# [Your objective]
Which lines in the records below contain the string "field"? Report each of those lines in full, and treat uppercase and lowercase letters as different.

A run of records:
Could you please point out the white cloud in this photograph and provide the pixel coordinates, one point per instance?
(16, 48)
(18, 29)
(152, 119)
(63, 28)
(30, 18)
---
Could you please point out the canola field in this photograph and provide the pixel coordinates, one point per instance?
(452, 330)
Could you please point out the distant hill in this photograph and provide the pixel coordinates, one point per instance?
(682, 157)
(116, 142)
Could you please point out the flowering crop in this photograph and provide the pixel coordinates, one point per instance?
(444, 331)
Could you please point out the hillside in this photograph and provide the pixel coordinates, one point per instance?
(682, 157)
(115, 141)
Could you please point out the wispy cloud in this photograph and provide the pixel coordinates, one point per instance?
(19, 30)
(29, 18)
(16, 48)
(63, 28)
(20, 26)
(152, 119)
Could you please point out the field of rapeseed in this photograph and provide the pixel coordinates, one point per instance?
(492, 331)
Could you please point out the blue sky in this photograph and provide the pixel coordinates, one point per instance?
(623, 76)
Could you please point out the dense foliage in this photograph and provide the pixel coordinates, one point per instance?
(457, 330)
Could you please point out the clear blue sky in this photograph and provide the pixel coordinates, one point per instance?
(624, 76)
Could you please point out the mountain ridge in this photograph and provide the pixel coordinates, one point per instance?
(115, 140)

# [Solution to this exercise]
Could you please point out the canola field in this photograph and provide the pixel coordinates, one point per instance?
Could you please point out the field of rapeseed in this photograph and provide the pixel coordinates, one point per instance?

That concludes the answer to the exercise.